### [EXERCISE 1]
Pull out every line of the rows that contains the string "blurred", treating uppercase and lowercase as different.

** begin PAGE EXCERPT **

Each pose has been clicked in 2 different lighting condition:
> 1. Ambient
> 2. Dim light

> ![Different lighting](https://raw.githubusercontent.com/GeniGaus/MLBlr/master/assets/IndFaces2.jpg)
>>>>>>> **Different Lighting Conditions**

Each picture is of $530 \times 730$ pixels dimension in jpeg format. Each picture is labelled as **IndAxx_Pxx_Lxx**, where xx are *placeholders* for individual *identity number, pose number* and *lighting condition number* respectively. For example, an image of individual with identity number 1 and clicked in a happy pose in ambient lighting condition is labelled as IndA01_P05_L01; where '01' after IndA refers to identity number, 'P05' denotes pose 5 which is 'happy' pose and 'L01' refers to lighting condition 1 which is ambient.

All the images corresponding to a particular individual are placed in one folder labelled as **IndAxx** where xx is placeholder for identity number.

All the folders related to all the individuals are placed inside another folder named **IndianFacesA**.

## Fundamental Concept
---

The idea of generating faces with deconvolutional networks is based on the paper [Learning to generate chairs, tables and cars with convolutional networks](https://arxiv.org/abs/1411.5928). This paper shows that if a neural network is trained using a dataset consisting of model's identity, view, and transformation parameters as input and the image as output, the following results are obtained:

> 1) As expected, the network could learn all examples by heart and generate them. That is, the network learns to generate 2D projections from high-level description of 3D models.

> 2) Unexpectedly, the network seemed to learn something also.

> *   It was able to learn concepts about 3D space.
> *   It was able to learn object structure and transfer that knowledge within the object class. This was evident from the fact that it was able to infer the remaining unseen viewpoints of the object.

** end PAGE EXCERPT **
** begin SUPPLIED MATERIAL **

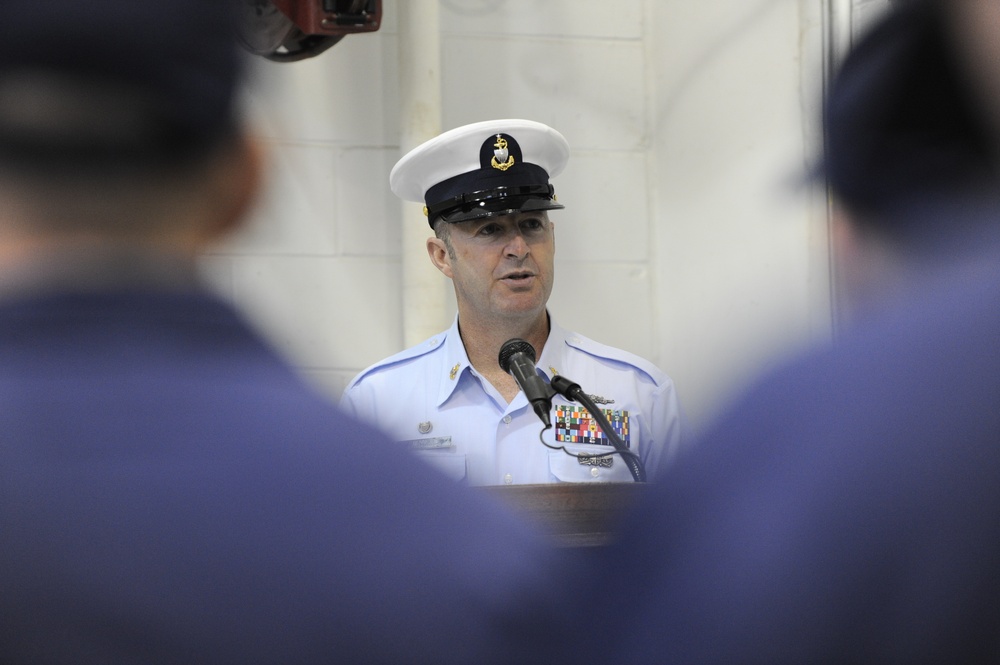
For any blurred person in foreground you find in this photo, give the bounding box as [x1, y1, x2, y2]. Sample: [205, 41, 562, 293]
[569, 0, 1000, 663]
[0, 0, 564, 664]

** end SUPPLIED MATERIAL **
** begin SUPPLIED MATERIAL **

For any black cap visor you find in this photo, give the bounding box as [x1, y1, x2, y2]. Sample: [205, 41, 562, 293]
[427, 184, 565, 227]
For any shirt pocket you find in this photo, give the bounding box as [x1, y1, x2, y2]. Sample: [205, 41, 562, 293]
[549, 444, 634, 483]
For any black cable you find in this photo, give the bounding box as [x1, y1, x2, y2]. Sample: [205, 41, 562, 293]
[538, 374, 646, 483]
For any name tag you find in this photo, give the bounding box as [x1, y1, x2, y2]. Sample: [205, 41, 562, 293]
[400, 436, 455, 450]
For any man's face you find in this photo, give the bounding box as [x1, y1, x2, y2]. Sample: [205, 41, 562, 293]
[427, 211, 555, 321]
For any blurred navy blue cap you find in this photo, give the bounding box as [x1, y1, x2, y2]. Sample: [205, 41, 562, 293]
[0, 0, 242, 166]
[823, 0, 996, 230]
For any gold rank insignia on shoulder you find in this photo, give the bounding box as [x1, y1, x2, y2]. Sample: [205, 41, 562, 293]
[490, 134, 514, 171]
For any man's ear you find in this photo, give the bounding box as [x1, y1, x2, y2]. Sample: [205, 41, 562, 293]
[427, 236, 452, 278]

** end SUPPLIED MATERIAL **

### [EXERCISE 2]
According to the face-generation page excerpt, what shows that the network learned object structure and could transfer that knowledge within the object class? Reply in one to three sentences.

### [TASK ANSWER 1]
For any blurred person in foreground you find in this photo, give the bounding box as [x1, y1, x2, y2]. Sample: [205, 41, 562, 293]
For any blurred navy blue cap you find in this photo, give the bounding box as [x1, y1, x2, y2]. Sample: [205, 41, 562, 293]

### [TASK ANSWER 2]
The network was able to infer the remaining unseen viewpoints of the object. That ability is the evidence the excerpt gives for the network having learned object structure and transferred that knowledge within the object class.